### Task prompt
Put each line of the material below into a JSON list of strings, one string per line, and drop any blank lines. Leave the pictures out.

### Provided information
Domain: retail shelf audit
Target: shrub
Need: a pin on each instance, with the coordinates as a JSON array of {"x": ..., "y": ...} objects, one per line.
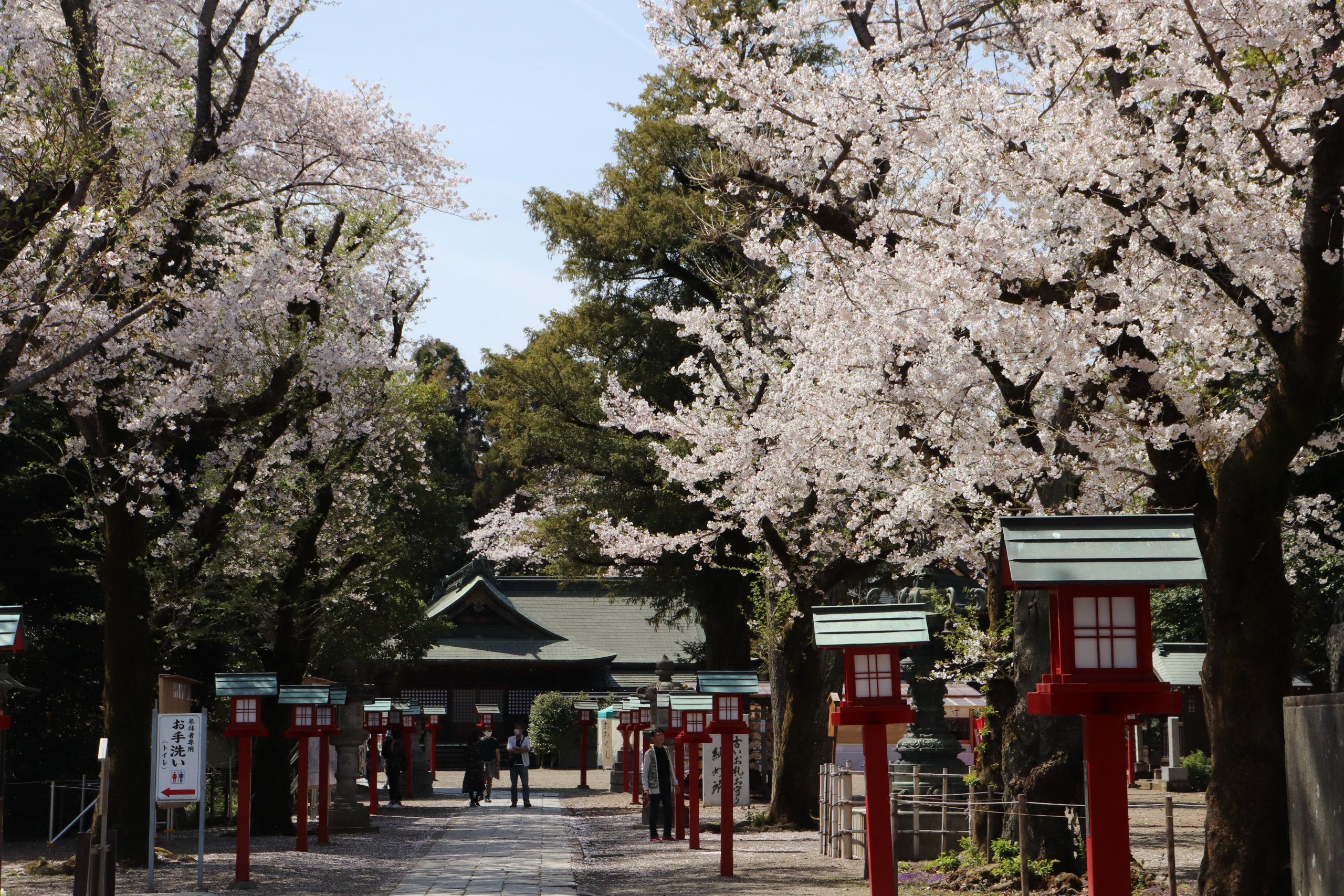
[
  {"x": 551, "y": 723},
  {"x": 1198, "y": 769}
]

### The reply
[
  "Domain: retail shelf audit",
  "Target: shrub",
  "Need: a pin on each instance, with the coordinates as a JSON array of {\"x\": ..., \"y\": ...} objects, one per line.",
  "[",
  "  {\"x\": 551, \"y\": 723},",
  "  {\"x\": 1198, \"y\": 769}",
  "]"
]